**EXERCISE**
Rewrite the listing below from its start through the line that has "[(616, 398)]", keeping every line and leaving out the picture. Scale each marker coordinate in the answers by 0.2, rounding to whole numbers with halves going up, but leave the requests and their sample coordinates unchanged.

───── DATA RECORDS ─────

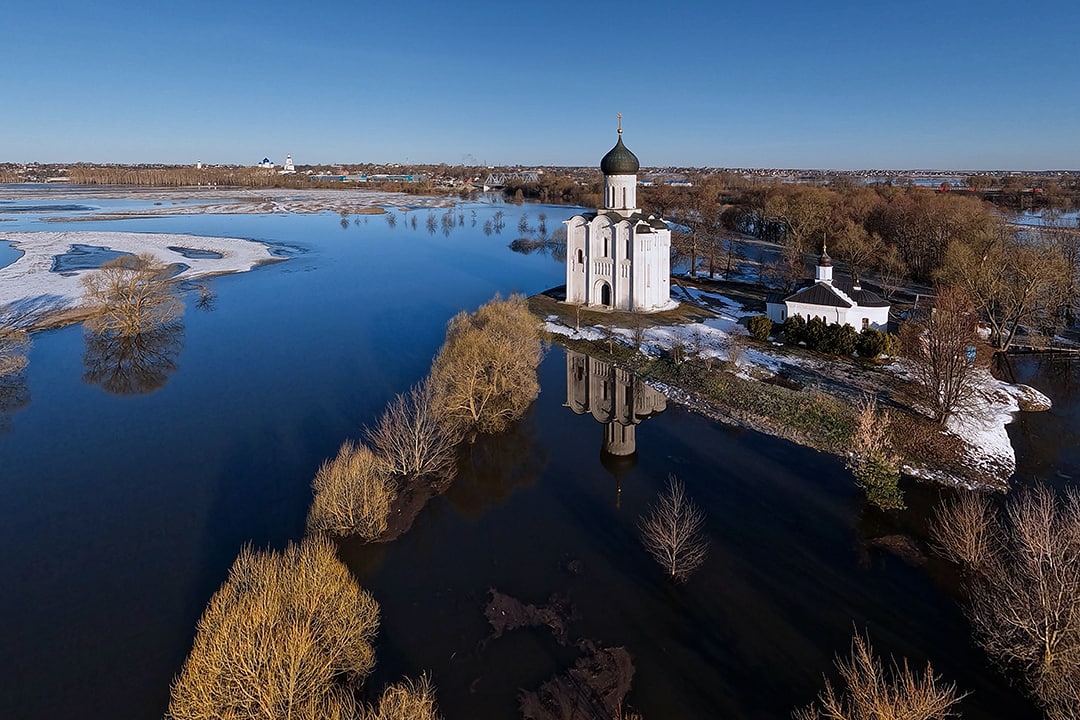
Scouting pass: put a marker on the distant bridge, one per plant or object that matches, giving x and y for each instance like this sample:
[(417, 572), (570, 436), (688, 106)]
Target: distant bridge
[(499, 179)]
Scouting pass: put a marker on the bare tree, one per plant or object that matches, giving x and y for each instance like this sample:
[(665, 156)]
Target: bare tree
[(873, 461), (413, 437), (288, 635), (353, 493), (873, 693), (672, 532), (485, 375), (1024, 586), (936, 353), (132, 364), (132, 295), (967, 529), (409, 700), (1013, 280)]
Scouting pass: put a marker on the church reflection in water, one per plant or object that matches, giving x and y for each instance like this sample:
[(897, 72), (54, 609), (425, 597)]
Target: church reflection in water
[(616, 398)]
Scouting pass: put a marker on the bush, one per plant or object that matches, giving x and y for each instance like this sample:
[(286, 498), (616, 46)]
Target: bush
[(872, 343), (759, 327), (813, 334), (839, 340), (353, 493), (288, 635), (414, 437), (873, 692), (794, 329), (872, 461), (409, 700), (485, 375), (878, 477)]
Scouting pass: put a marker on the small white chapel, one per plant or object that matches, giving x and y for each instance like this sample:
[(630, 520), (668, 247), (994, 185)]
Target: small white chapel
[(619, 257), (840, 302)]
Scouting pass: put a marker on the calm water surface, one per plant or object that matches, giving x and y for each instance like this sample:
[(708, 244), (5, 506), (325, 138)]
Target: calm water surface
[(126, 494)]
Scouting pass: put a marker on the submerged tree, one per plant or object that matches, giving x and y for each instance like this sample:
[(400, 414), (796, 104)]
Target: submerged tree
[(408, 700), (872, 461), (353, 492), (1023, 564), (871, 692), (288, 635), (414, 437), (485, 375), (132, 364), (132, 295), (672, 532)]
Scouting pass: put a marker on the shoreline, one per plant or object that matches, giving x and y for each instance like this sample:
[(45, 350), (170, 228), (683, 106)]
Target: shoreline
[(986, 459), (225, 201), (34, 296)]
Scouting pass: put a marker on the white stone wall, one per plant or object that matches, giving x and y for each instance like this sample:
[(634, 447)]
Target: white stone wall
[(620, 193), (877, 317), (609, 263)]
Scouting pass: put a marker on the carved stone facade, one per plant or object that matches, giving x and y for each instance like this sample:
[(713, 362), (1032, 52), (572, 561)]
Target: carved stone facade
[(619, 257)]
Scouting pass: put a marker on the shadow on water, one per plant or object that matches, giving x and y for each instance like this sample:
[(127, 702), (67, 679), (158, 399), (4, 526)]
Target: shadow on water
[(795, 565), (132, 365), (14, 396)]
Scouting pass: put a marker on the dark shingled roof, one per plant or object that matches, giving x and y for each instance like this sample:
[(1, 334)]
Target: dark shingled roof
[(620, 161), (819, 294), (864, 298)]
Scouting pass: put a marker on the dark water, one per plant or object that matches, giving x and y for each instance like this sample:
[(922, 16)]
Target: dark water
[(1048, 444), (130, 477), (84, 257)]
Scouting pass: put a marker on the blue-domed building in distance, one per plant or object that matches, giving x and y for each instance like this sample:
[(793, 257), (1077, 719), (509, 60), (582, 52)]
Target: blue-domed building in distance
[(619, 257)]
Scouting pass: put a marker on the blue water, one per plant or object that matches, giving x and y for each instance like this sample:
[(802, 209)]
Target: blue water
[(125, 497)]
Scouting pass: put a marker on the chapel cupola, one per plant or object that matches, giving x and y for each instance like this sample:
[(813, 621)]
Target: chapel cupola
[(824, 273), (620, 177)]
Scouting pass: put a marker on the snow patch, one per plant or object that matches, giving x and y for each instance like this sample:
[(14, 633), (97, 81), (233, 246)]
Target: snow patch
[(30, 282)]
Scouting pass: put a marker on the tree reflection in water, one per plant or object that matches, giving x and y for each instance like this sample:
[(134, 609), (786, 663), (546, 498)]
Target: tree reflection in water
[(490, 469), (14, 396), (132, 365)]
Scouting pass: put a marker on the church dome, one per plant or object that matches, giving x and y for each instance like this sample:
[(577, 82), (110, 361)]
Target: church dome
[(620, 161)]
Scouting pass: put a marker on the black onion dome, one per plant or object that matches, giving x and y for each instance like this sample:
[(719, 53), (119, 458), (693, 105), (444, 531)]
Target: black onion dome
[(620, 161)]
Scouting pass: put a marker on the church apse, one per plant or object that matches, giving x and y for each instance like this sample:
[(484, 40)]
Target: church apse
[(617, 399)]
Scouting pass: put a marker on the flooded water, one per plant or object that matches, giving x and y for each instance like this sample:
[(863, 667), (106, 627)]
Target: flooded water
[(130, 477)]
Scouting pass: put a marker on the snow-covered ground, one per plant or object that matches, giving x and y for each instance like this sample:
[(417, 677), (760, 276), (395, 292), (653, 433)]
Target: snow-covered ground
[(30, 286), (982, 426), (231, 201)]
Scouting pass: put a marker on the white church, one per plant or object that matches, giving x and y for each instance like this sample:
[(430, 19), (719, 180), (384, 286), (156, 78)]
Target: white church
[(838, 302), (619, 257)]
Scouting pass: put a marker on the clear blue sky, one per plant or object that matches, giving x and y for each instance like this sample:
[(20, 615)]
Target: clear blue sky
[(769, 83)]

─────

**WRITTEN RESPONSE**
Scouting pass: put a marker on the distant bridge, one per plant or object that matches, giving x and y for each instance like this sample:
[(417, 572), (570, 436), (688, 106)]
Target: distant bridge
[(100, 36)]
Scouting pass: put a marker on the bare tree, one per plant or object that matches, giving x and y for each instance like this sample:
[(665, 156)]
Target: bare tree
[(175, 92), (83, 87), (58, 127), (71, 99), (175, 139), (134, 106), (97, 75), (205, 117), (187, 71), (26, 73), (26, 59), (193, 106), (82, 140), (203, 56)]
Scouting pass: put a marker on the church reflection in water, one per plant or object that matches, giving x and y for each instance like this sample:
[(897, 72), (54, 609), (425, 597)]
Target: church reflection in water
[(123, 80)]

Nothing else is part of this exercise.